▶ _SHORT EXERCISE A_:
In the passage on the Big Questions, which scientific prohibition is compared to the moral prohibition against murder?
▶ _SHORT EXERCISE B_:
Please explain, in one to three sentences, why the passage on the Big Questions treats the morality of murder as harder to address than the conservation of energy.
▶ _SHORT EXERCISE C_:
Write the next part of the passage on the Big Questions, picking up after its final sentence.

▶ _GIVEN PASSAGE_:
I think it is a mistake to try and weave tight arguments about some of the Big Questions from the tangled threads of our experience. Topics like God, free will, morality, evil, eternal life, the ultimate origin and fate of the universe, the purpose of life, the source of the order in the natural world, and so on simply do not open up to our investigations in any satisfactory way.

To see what I mean, compare the moral prohibition against murder to the scientific prohibition against violating the conservation of energy. The latter is easily studied and is a straightforward truth about our universe. It was, presumably, true even before our universe came into existence and it will remain true after our universe is gone. The morality of murder, however, is not so easily investigated. In fact, it seems impossible to say very much about morality, beyond certain utilitarian claims that, from the perspective of our species, certain behaviors are better than others. But does our failure to speak with clarity about something suggest that we are just whistling in the dark when we think about it all?

▶ _DATA LINES_:

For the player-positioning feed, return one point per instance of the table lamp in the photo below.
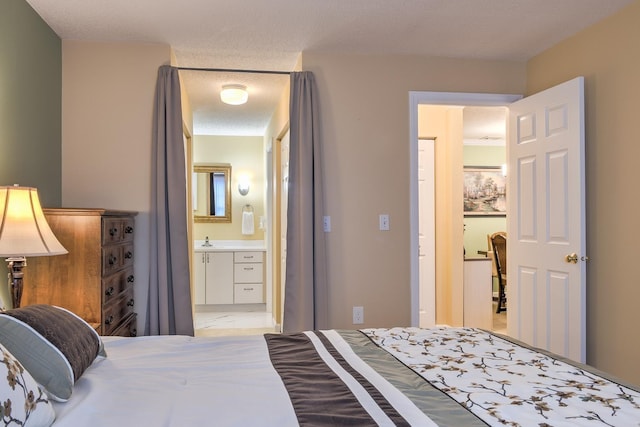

▶ _WRITTEN REPLY A_:
The prohibition against violating the conservation of energy.

▶ _WRITTEN REPLY B_:
The conservation of energy is easily studied and is a straightforward truth about our universe. The morality of murder is not so easily investigated. Beyond certain utilitarian claims that some behaviors are better than others from our species' perspective, it seems impossible to say much about it.

▶ _WRITTEN REPLY C_:
The challenges of speaking clearly about deep mysteries, however, are not arguments against their reality. We must not insist that our imperfect knowledge nets capture all truth. Sir Arthur Eddington, the astronomer who made the celebrated eclipse observations that confirmed Einstein's theory of general relativity, coined a helpful analogy in this regard. Imagine a fisherman, he said, catching fish every day in a net with three-inch openings in the weave. Every night he sorts his fish and sells them. After several years at his job the fisherman concludes that there are no fish in the ocean shorter than three inches. His conclusion is scientific in the sense that it is based on lots of careful observations. But he has failed to note the limitations of his net. Even if the ocean was filled with half-inch fish, he would never know because his net can't catch them.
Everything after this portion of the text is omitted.